Text to read:
____________

Search code examples
multithreadingpowershellparallel-processingpowershell-cmdletjson-api

PowerShell script parallelization effort - A job does not wait until it gets an answer from the REST API and finishes the job prematurely


Edited with last version code:

I have a PowerShell script which is doing following steps:

  1. Connect to SQL server, download table of 3 variables (three fields)
  2. Then Connect to REST API (based on three variables) and GET JSON answer
  3. Then save JSON output from API as file one by one, till script reach end of input array pool

This script runs just fine when steps are done in serial setting. Original script with while loop taking input items one be one, connect to API, get answer, save JSON answer to a file.

The problem: However it is enormously slow this way. Each cycle take around 1 minute and i have around 11,000 entries to process. It would take almost 7 days to finish.

____________

Listing:
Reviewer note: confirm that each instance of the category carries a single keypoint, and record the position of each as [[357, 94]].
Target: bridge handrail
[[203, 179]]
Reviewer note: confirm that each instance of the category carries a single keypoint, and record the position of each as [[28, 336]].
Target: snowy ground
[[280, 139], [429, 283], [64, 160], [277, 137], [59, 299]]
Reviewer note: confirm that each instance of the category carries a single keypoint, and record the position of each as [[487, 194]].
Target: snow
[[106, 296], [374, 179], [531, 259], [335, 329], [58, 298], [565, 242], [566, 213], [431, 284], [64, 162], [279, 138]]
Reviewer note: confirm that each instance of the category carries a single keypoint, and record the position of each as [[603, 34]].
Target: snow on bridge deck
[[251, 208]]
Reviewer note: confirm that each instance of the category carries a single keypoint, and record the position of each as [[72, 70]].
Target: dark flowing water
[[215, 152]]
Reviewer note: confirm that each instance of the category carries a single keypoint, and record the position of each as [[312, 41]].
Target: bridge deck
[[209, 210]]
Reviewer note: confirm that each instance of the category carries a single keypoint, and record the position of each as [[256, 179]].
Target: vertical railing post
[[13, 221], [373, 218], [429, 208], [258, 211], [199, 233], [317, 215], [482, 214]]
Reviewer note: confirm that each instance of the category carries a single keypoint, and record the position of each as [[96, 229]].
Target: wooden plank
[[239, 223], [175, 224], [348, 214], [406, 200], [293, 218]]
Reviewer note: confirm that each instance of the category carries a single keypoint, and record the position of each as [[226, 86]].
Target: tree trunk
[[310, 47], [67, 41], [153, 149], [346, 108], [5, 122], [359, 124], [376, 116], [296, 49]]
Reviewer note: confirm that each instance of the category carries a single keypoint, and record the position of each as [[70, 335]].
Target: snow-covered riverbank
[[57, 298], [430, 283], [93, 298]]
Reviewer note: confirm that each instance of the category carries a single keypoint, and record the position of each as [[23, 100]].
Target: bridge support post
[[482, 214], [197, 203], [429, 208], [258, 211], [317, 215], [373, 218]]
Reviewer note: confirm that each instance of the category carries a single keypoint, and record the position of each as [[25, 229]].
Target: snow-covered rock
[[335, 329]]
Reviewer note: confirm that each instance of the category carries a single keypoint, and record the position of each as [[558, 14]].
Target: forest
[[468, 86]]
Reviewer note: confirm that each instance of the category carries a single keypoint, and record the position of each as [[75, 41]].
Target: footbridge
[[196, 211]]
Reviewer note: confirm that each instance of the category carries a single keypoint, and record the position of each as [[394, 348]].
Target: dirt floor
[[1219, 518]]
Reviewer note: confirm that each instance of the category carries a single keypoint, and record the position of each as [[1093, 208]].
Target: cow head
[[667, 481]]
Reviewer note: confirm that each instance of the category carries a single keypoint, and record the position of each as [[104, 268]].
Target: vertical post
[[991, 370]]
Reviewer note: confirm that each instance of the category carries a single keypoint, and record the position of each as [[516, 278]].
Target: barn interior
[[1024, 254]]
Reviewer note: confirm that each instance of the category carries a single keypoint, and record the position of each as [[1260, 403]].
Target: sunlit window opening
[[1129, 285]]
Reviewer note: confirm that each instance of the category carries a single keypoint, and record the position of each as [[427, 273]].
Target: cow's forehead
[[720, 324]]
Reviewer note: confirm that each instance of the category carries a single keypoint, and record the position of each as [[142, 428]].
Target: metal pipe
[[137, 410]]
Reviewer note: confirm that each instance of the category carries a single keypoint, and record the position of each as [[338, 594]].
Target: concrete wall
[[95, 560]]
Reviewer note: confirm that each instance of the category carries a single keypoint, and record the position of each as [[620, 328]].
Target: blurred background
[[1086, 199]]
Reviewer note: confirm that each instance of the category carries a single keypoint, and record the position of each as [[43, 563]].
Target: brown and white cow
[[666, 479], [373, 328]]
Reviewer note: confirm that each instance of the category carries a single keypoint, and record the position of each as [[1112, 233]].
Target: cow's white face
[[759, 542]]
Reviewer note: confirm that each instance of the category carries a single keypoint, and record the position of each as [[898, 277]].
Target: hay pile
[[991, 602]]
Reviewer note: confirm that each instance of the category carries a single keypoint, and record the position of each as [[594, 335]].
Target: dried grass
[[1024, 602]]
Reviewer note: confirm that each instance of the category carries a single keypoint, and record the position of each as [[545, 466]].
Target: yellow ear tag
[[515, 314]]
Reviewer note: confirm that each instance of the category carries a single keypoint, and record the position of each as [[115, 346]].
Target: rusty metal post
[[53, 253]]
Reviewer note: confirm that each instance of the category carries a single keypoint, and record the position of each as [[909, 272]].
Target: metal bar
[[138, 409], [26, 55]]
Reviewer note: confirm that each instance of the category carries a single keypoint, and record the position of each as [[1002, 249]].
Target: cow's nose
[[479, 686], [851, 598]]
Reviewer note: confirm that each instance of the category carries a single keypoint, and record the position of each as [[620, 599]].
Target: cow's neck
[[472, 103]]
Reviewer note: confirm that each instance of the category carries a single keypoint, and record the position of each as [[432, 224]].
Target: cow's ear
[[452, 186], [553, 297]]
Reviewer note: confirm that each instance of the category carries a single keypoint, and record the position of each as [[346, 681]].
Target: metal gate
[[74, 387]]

____________

Given problem: From the PowerShell post, copy out the passage from "This script runs" up to and including "days to finish.".

Output for this task:
This script runs just fine when steps are done in serial setting. Original script with while loop taking input items one be one, connect to API, get answer, save JSON answer to a file.

The problem: However it is enormously slow this way. Each cycle take around 1 minute and i have around 11,000 entries to process. It would take almost 7 days to finish.